[START OF Material to process]

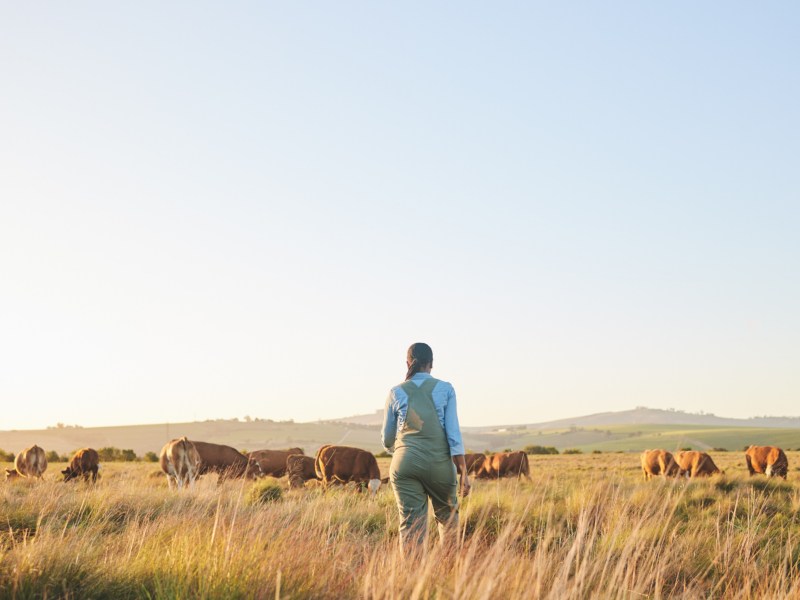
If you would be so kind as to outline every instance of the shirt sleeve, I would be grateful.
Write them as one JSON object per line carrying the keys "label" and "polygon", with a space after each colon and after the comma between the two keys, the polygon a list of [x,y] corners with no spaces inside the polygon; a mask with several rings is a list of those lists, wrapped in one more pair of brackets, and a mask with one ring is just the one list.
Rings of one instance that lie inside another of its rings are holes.
{"label": "shirt sleeve", "polygon": [[456,407],[456,391],[452,386],[447,390],[447,404],[444,407],[444,432],[447,443],[450,444],[450,456],[465,454],[464,442],[461,439],[461,426],[458,424],[458,410]]}
{"label": "shirt sleeve", "polygon": [[397,436],[397,411],[395,410],[394,394],[389,392],[386,398],[386,406],[383,409],[383,429],[381,431],[381,443],[388,451],[394,448],[394,440]]}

[END OF Material to process]

Aim of the exercise: Repeat all the data as it stands, dropping any images it holds.

Solution to this exercise:
If you would be so kind as to outline every instance of the shirt sleeve, I would be grateful.
Write them as one JSON object per line carrying the keys "label" and "polygon", with a space after each colon and after the comma between the two keys, the polygon a list of [x,y] corners with no spaces inside the polygon; a mask with several rings is a list of those lists, wrapped in one more pair of brackets, and a mask with one ring is just the one list.
Rings of one instance that lie inside another of its rings are holes.
{"label": "shirt sleeve", "polygon": [[456,407],[456,391],[452,386],[447,390],[447,404],[444,407],[444,432],[447,443],[450,444],[450,456],[465,454],[464,442],[461,439],[461,426],[458,424],[458,410]]}
{"label": "shirt sleeve", "polygon": [[397,436],[397,411],[395,410],[394,394],[389,392],[386,398],[386,406],[383,409],[383,429],[381,431],[381,443],[388,451],[394,448],[394,440]]}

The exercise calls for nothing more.